**Exercise prompt:** Reproduce the records below exactly from their first line through the line containing "Expected: for every instance of the serrated", omitting all pictures.

**Region pointing data:**
--- START ---

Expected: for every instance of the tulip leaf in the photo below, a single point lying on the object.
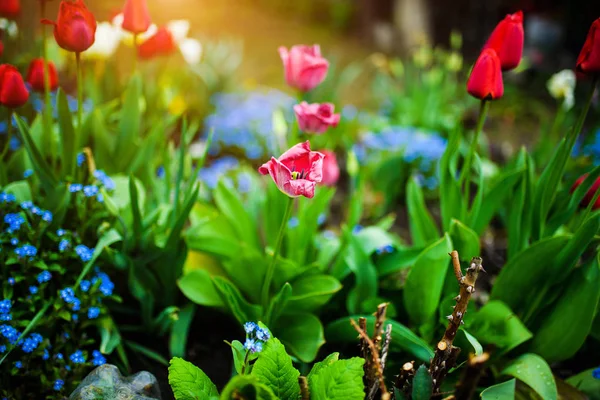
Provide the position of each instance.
(425, 281)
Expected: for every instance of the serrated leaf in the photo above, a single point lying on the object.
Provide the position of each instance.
(274, 368)
(340, 380)
(188, 382)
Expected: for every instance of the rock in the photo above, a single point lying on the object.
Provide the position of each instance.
(107, 383)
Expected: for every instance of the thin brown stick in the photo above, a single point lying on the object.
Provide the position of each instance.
(376, 360)
(445, 353)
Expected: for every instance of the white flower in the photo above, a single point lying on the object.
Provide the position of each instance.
(191, 50)
(106, 41)
(562, 86)
(179, 29)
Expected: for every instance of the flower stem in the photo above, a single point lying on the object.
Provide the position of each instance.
(466, 172)
(79, 102)
(271, 269)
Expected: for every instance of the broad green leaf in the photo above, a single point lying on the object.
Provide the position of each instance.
(231, 206)
(198, 286)
(464, 240)
(404, 339)
(423, 287)
(526, 273)
(340, 380)
(188, 382)
(535, 372)
(310, 292)
(302, 334)
(497, 325)
(274, 368)
(501, 391)
(422, 227)
(587, 383)
(181, 330)
(247, 387)
(422, 384)
(568, 323)
(241, 309)
(67, 134)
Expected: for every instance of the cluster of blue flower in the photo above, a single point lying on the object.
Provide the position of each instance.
(255, 337)
(245, 121)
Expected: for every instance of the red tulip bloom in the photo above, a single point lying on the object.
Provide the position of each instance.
(507, 39)
(136, 18)
(161, 43)
(75, 27)
(485, 81)
(10, 9)
(297, 171)
(316, 118)
(13, 93)
(331, 169)
(304, 67)
(589, 196)
(588, 61)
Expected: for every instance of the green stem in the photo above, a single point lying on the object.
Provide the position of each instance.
(466, 172)
(271, 269)
(79, 102)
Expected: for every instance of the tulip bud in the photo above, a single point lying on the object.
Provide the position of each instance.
(507, 40)
(36, 75)
(75, 27)
(136, 18)
(13, 93)
(485, 81)
(588, 61)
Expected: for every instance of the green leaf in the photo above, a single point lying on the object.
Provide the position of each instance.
(340, 380)
(564, 330)
(237, 305)
(188, 382)
(310, 292)
(422, 227)
(464, 240)
(197, 285)
(67, 134)
(422, 384)
(247, 387)
(232, 207)
(180, 331)
(501, 391)
(404, 339)
(274, 368)
(535, 372)
(497, 325)
(526, 273)
(587, 383)
(425, 281)
(302, 334)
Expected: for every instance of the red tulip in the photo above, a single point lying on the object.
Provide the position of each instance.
(316, 118)
(304, 67)
(297, 171)
(507, 39)
(161, 43)
(485, 81)
(75, 27)
(331, 169)
(13, 93)
(589, 196)
(588, 61)
(10, 9)
(136, 18)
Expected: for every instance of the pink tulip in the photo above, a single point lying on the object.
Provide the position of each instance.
(304, 67)
(316, 118)
(331, 169)
(297, 170)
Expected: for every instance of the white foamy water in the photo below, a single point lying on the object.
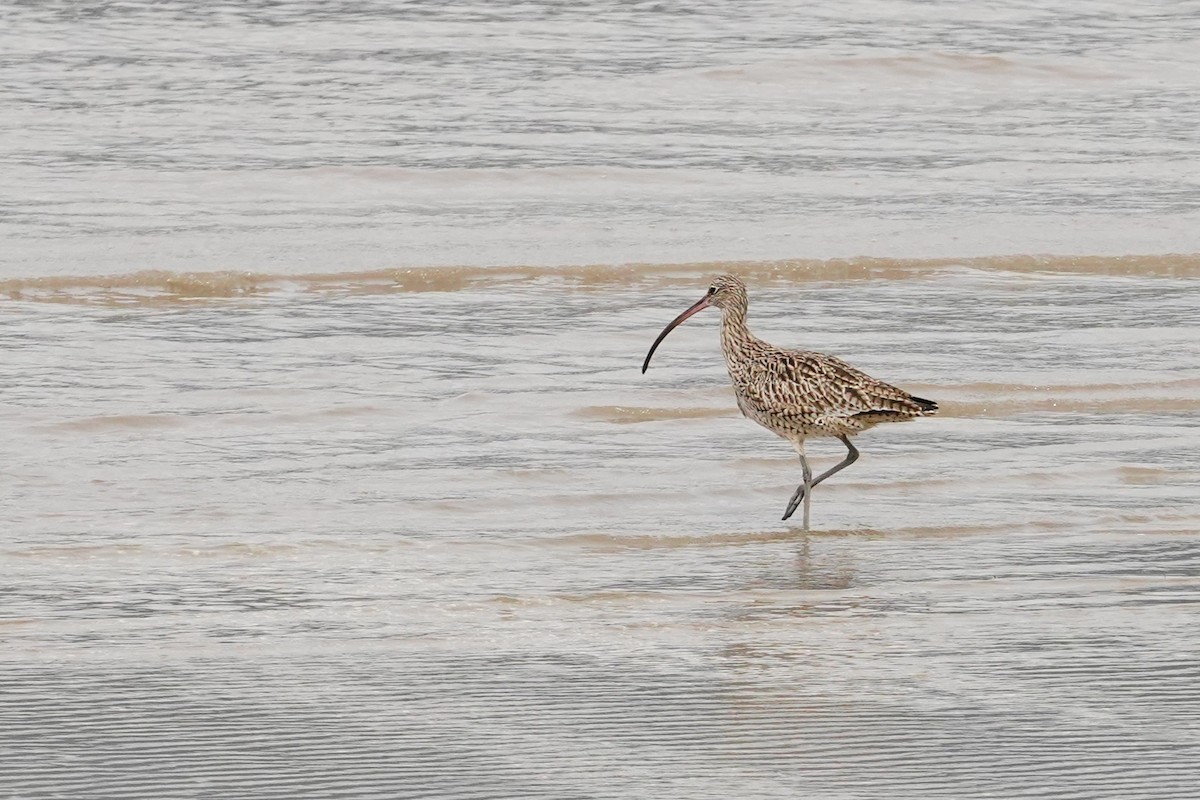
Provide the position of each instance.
(293, 509)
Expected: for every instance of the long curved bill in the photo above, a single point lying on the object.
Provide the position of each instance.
(671, 326)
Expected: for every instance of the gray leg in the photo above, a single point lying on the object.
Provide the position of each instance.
(808, 489)
(804, 489)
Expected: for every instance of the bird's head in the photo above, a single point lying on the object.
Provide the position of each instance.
(726, 292)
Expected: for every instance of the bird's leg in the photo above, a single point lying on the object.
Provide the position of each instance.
(808, 488)
(803, 489)
(851, 457)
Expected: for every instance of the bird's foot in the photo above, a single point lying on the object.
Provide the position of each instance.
(795, 503)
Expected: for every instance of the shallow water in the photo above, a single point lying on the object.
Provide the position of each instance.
(293, 509)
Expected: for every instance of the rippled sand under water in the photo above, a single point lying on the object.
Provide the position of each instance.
(378, 536)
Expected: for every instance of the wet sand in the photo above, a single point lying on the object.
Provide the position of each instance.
(448, 541)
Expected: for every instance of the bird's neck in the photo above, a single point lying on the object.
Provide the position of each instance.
(736, 337)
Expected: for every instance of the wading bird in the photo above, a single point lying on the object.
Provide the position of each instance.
(798, 394)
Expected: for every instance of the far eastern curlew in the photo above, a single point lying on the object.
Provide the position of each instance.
(798, 394)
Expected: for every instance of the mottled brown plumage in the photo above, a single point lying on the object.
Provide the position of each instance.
(798, 394)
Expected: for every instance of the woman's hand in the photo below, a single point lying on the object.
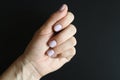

--- END ---

**Answer section:**
Expected: for every instance of the tulip leaf in the photo below, a single point lying on the object.
Provide the position of each instance.
(425, 281)
Expected: for every instance of the serrated leaf in the photo above, a single point lying on the object.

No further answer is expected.